──────── Document

# damsel fish



## R/CBOONE72 (Jan 14, 2011)

I currently have one blue damsel. He is aggressive towards my new goby and I understand they are slightly aggressive. He was the fish I got to start me in SW from fw. I would like to know if getting 2 or 3 more blue damsels would ease aggression in this fish towards my goby and my soon to be together ocellaris clowns iny new tank, or should I give my blue damsel to a fish store and order 3 or so blue/green chromis as I understand they have great temperament. Thanks for your input.


----------



## TheOldSalt (Jan 28, 2005)

Nooo.... do not get more blues in an attempt to lower aggression. All that would do is give them more to fight over!
Blues are not slightly aggressive.. they're downright vicious. They are usually only good for cycling the tank, and then you trade them back into the store. Some stores even loan them out for this purpose instead of selling them!
Get RID of the blue beastie before you try to add anything else, or things will get bloody.

Green Chromis, on the other hand, are the opposite. They are mild schoolers and a pleasure in almost any tank. 3-5 of those will normally not bother anyone. Better yet, they way they change color makes them a useful indicator of tank conditions; if something is wrong they'll fade out as reliably as a chemical test strip.


----------



## funlad3 (Oct 9, 2010)

But don't chromis usually die off until they reach a number of between one and three? Just what I've read. If they don't I'll eventually be getting some!


----------



## TheOldSalt (Jan 28, 2005)

What?

────────────────
──────── Material provided

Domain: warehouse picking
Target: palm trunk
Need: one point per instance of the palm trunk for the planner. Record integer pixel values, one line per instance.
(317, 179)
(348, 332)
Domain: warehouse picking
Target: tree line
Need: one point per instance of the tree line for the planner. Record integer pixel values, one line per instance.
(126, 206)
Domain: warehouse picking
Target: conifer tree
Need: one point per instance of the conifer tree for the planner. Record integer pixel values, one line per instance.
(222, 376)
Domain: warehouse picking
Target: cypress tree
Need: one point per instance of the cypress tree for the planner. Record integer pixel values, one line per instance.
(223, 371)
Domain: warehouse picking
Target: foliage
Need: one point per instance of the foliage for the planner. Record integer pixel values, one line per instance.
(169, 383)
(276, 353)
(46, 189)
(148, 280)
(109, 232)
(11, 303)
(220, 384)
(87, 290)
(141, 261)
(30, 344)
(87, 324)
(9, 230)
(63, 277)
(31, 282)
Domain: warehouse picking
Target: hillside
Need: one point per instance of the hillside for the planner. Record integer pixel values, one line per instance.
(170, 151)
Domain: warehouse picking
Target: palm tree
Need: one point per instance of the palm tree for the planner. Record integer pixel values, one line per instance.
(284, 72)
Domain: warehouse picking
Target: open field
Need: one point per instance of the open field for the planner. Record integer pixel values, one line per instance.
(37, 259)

────────────────

__Tasks__:
- A) Write out the passage of the damsel fish thread above that begins with the words containing "## R/CBOONE72 (Jan" and ends with "of selling them!", copying it word for word.
- B) Pick up the damsel fish thread above where it stops and continue it.

__Answers for this exercise__:
- A)
## R/CBOONE72 (Jan 14, 2011)

I currently have one blue damsel. He is aggressive towards my new goby and I understand they are slightly aggressive. He was the fish I got to start me in SW from fw. I would like to know if getting 2 or 3 more blue damsels would ease aggression in this fish towards my goby and my soon to be together ocellaris clowns iny new tank, or should I give my blue damsel to a fish store and order 3 or so blue/green chromis as I understand they have great temperament. Thanks for your input.


----------



## TheOldSalt (Jan 28, 2005)

Nooo.... do not get more blues in an attempt to lower aggression. All that would do is give them more to fight over!
Blues are not slightly aggressive.. they're downright vicious. They are usually only good for cycling the tank, and then you trade them back into the store. Some stores even loan them out for this purpose instead of selling them!

- B)
Well, that could be sorta true in a way; if you have too few of them, they will fight amongst themselves like barbs would, eventually with only the few baddest ones surviving. With enough of them to spread around the aggression, though, they do okay.


----------



## R/CBOONE72 (Jan 14, 2011)

Okay. Thanks. I will give the blue damsel away and order some chromis.


----------



## funlad3 (Oct 9, 2010)

What's the magic number then? Again, I've read three works well.


----------



## TheOldSalt (Jan 28, 2005)

That's just what you tend to wind up with in the end, but if you want to have a bunch of them, then get over a dozen. You'd need a big tank, of course. They like to hover over a big Acropora table into which they can dive for safety as a group, but since that's pretty much out of the question, you'd have to get creative in mimicking up something similar. This is only for optimum results, mind you, but they like their hidey-holes.


----------



## funlad3 (Oct 9, 2010)

Well that's cool! I can eventually get three, but I'll need better lighting first...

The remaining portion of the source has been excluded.